- [Problem statement] Set each record down exactly, excluding all images.

Named-object pointing records

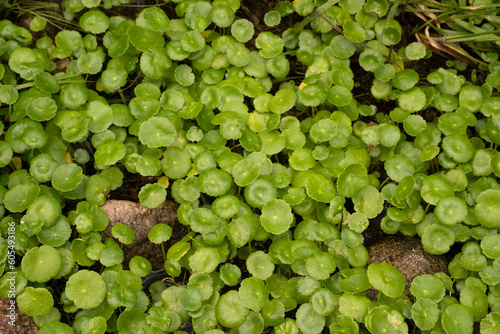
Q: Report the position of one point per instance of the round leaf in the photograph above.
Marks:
(35, 301)
(86, 289)
(387, 279)
(276, 217)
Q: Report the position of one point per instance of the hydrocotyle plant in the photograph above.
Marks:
(280, 142)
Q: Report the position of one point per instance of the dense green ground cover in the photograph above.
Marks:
(281, 137)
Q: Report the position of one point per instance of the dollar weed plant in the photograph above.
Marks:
(281, 138)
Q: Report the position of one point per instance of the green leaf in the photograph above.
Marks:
(94, 21)
(176, 162)
(437, 239)
(320, 265)
(384, 319)
(35, 301)
(152, 195)
(369, 201)
(124, 233)
(451, 210)
(491, 323)
(320, 188)
(282, 101)
(110, 153)
(425, 313)
(96, 325)
(20, 197)
(230, 310)
(352, 179)
(428, 287)
(487, 209)
(456, 319)
(157, 132)
(412, 100)
(398, 166)
(190, 300)
(269, 44)
(144, 39)
(415, 51)
(230, 274)
(371, 60)
(435, 187)
(42, 109)
(222, 15)
(242, 30)
(458, 147)
(259, 265)
(276, 217)
(214, 182)
(140, 266)
(308, 321)
(86, 289)
(67, 177)
(245, 172)
(204, 260)
(490, 244)
(253, 293)
(154, 18)
(386, 278)
(159, 233)
(312, 95)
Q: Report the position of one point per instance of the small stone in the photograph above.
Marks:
(408, 256)
(141, 220)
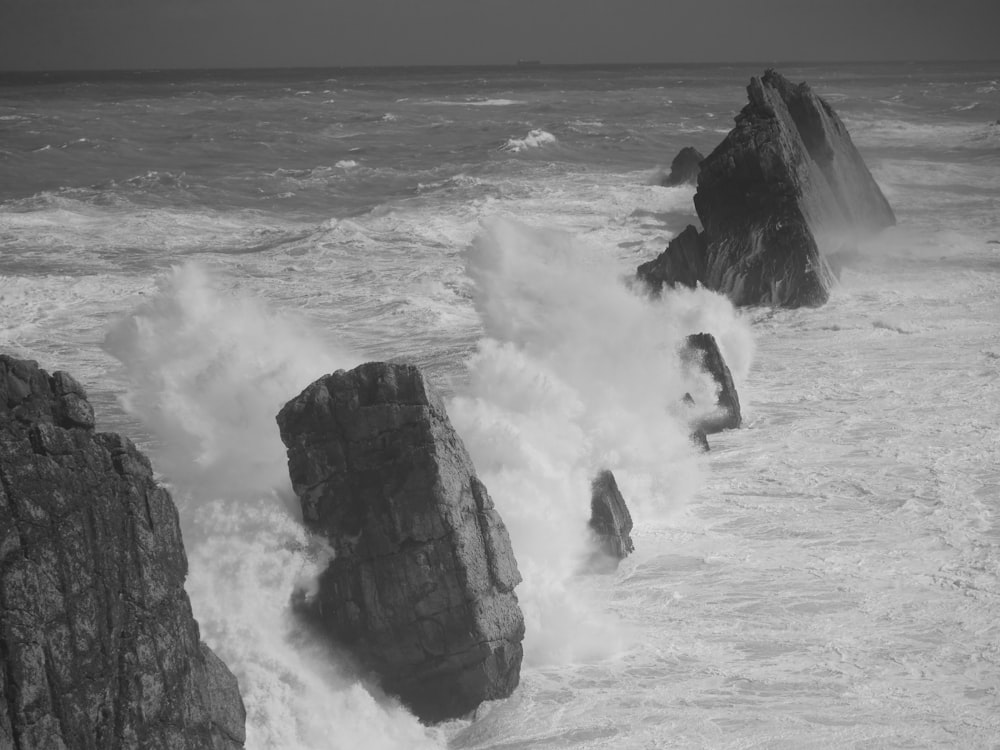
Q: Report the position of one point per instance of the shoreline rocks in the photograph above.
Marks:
(99, 643)
(610, 519)
(684, 168)
(702, 350)
(783, 195)
(421, 590)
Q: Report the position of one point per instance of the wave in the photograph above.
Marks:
(534, 139)
(475, 102)
(208, 368)
(577, 373)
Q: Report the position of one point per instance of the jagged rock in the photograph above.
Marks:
(783, 193)
(703, 350)
(698, 435)
(683, 261)
(700, 438)
(99, 647)
(609, 517)
(422, 585)
(684, 168)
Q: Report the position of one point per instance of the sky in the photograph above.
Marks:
(134, 34)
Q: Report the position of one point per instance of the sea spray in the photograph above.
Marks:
(577, 373)
(208, 371)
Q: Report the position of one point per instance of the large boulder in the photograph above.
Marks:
(684, 168)
(784, 193)
(99, 647)
(610, 519)
(702, 350)
(421, 589)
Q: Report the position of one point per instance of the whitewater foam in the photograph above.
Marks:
(534, 139)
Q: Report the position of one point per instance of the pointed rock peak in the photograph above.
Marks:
(421, 588)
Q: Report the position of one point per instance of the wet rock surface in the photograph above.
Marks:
(99, 646)
(684, 168)
(422, 586)
(784, 193)
(610, 519)
(702, 350)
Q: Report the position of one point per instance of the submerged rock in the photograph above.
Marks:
(703, 350)
(422, 585)
(783, 193)
(609, 518)
(684, 168)
(99, 646)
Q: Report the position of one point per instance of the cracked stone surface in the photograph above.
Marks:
(422, 586)
(782, 201)
(98, 646)
(610, 519)
(701, 350)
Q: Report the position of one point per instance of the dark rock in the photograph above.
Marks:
(683, 261)
(702, 349)
(609, 518)
(422, 586)
(684, 168)
(784, 191)
(99, 647)
(697, 436)
(700, 438)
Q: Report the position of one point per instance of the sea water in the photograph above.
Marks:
(197, 247)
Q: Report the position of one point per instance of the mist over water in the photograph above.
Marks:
(197, 251)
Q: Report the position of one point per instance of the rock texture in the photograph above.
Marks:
(609, 517)
(702, 350)
(98, 647)
(698, 435)
(784, 193)
(684, 168)
(422, 586)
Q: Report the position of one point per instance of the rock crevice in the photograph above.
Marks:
(782, 197)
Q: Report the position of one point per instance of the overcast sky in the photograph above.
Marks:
(109, 34)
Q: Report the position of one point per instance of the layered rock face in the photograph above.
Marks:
(784, 193)
(610, 519)
(702, 350)
(99, 647)
(422, 585)
(684, 168)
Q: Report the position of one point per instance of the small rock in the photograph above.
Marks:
(610, 519)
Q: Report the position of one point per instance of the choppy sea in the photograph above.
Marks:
(197, 247)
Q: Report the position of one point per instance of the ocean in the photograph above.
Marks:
(196, 247)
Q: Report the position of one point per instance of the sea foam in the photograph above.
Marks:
(208, 368)
(577, 373)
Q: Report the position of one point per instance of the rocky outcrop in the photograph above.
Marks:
(702, 351)
(683, 262)
(783, 194)
(698, 436)
(684, 168)
(98, 644)
(422, 586)
(609, 518)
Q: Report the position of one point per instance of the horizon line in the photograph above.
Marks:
(518, 64)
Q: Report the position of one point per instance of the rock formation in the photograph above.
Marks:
(702, 350)
(782, 194)
(609, 518)
(698, 435)
(99, 648)
(422, 586)
(684, 168)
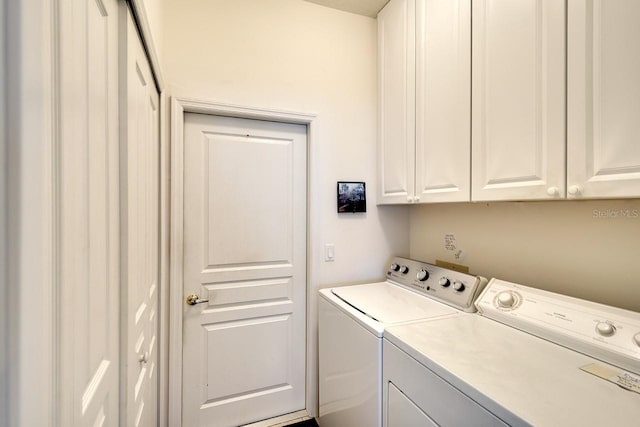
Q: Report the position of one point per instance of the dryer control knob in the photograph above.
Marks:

- [Response to this exercise]
Q: Report the position of one point per instance of the round leaf in the photograph above.
Marks:
(35, 301)
(86, 289)
(387, 279)
(276, 217)
Q: Report the position of one point per instance of the hydrocotyle plant in the photograph above.
Marks:
(280, 142)
Q: Report the position of one point per instance of the dense green ground cover in the photograph above.
Marks:
(281, 137)
Q: Report the position of one point per instance of the dollar weed plant in the photograph above.
Marks:
(281, 138)
Q: Report the position of one point per instance of the green leaf in the photograph above.
Marks:
(94, 21)
(176, 162)
(437, 239)
(320, 265)
(384, 319)
(35, 301)
(152, 195)
(369, 201)
(124, 233)
(451, 210)
(491, 323)
(320, 188)
(282, 101)
(110, 153)
(425, 313)
(96, 325)
(20, 197)
(230, 310)
(352, 179)
(428, 287)
(487, 209)
(456, 319)
(157, 132)
(412, 100)
(398, 166)
(190, 300)
(269, 44)
(144, 39)
(415, 51)
(230, 274)
(371, 60)
(435, 187)
(42, 109)
(222, 15)
(242, 30)
(458, 147)
(259, 265)
(276, 217)
(214, 182)
(140, 266)
(308, 321)
(86, 289)
(67, 177)
(245, 172)
(204, 260)
(490, 244)
(253, 293)
(154, 18)
(386, 278)
(159, 233)
(312, 95)
Q: Report the position of one point per instance of the small stone in the photograph above.
Marks:
(408, 256)
(141, 220)
Q: Report the position of one point per instance of the shoreline rocks in the photograph above.
Marks:
(99, 643)
(610, 519)
(684, 168)
(702, 350)
(783, 195)
(421, 590)
Q: Report the position of one point per instance of the wave in the photograph above.
Marks:
(534, 139)
(475, 102)
(208, 368)
(577, 373)
Q: Report the position of one point per instance of the jagged rock in the photograph above.
Marks:
(783, 193)
(703, 350)
(698, 435)
(683, 261)
(700, 438)
(99, 647)
(609, 517)
(422, 585)
(684, 168)
Q: Report the position of one point per instance of the sky in the photograph above.
Marks:
(134, 34)
Q: Report the position of one point per instance of the sea spray in the photograph above.
Marks:
(577, 373)
(208, 371)
Q: Report the position of one point per instance of the large boulder in the photograph above.
Marks:
(684, 168)
(784, 193)
(99, 647)
(610, 519)
(702, 350)
(421, 589)
Q: Report the position of one point per instance of the whitewater foam in the photograph above.
Marks:
(534, 139)
Q: Report the position of one point per instance of the pointed rock peak in the photograph above.
Marks:
(421, 588)
Q: Report the position of one point per instance of the wet rock surface in the photograph above.
Marks:
(99, 646)
(684, 168)
(422, 586)
(784, 193)
(610, 519)
(702, 350)
Q: Report the position of one point per instance of the submerged rock in the photograph above.
Marks:
(703, 350)
(422, 585)
(783, 193)
(609, 518)
(684, 168)
(99, 646)
Q: Report the position of one point per instance of the cracked stone surface in the photograph above.
Marks:
(422, 586)
(782, 201)
(98, 646)
(610, 519)
(701, 350)
Q: Report the position of one point per instance of the dark rock in the photograph above.
Marks:
(683, 261)
(702, 349)
(609, 518)
(422, 586)
(684, 168)
(784, 191)
(99, 647)
(697, 436)
(700, 438)
Q: Report the position of one point per instance of the sea water in the photograph above.
Marks:
(197, 247)
Q: Report the position of one point per instance of the mist over water in the photograph above.
Marks:
(197, 251)
Q: Report the position of one point per instance of the rock texture in the photograph above.
Marks:
(609, 517)
(702, 350)
(98, 647)
(698, 435)
(784, 193)
(684, 168)
(422, 586)
Q: Report the position of one point per instance of the rock crevice in the photograph above.
Marks:
(782, 197)
Q: Report the position of one point per instance of the overcast sky in the photograph above.
Marks:
(109, 34)
Q: Report the position of one point per instance of the layered rock face in the photograph above.
Marks:
(784, 193)
(610, 519)
(702, 350)
(99, 647)
(422, 585)
(684, 168)
Q: Report the position of one point per instance of the small rock in the photograph above.
Marks:
(610, 519)
Q: Report the position of one point per instance of the choppy sea in the photograph above.
Marks:
(197, 247)
Q: Report the position of one point per instance of the ocean in the photograph above.
Marks:
(196, 247)
Q: Report the position of one point per instance of the sea foam in the photograph above.
Marks:
(208, 368)
(577, 373)
Q: Report the position of one point per instance of the rocky outcrop in the photograph above.
Marks:
(702, 351)
(683, 262)
(783, 194)
(698, 436)
(684, 168)
(98, 644)
(422, 586)
(609, 518)
Q: Report the position of one point per instance of the horizon line in the photograph above.
Marks:
(518, 64)
Q: Report the position of one point per instance of the rock formation in the photograph above.
Marks:
(702, 350)
(782, 194)
(609, 518)
(698, 435)
(99, 648)
(422, 586)
(684, 168)
Q: Report the position of one point per instance of the dryer control knob in the photograph above.
Marks:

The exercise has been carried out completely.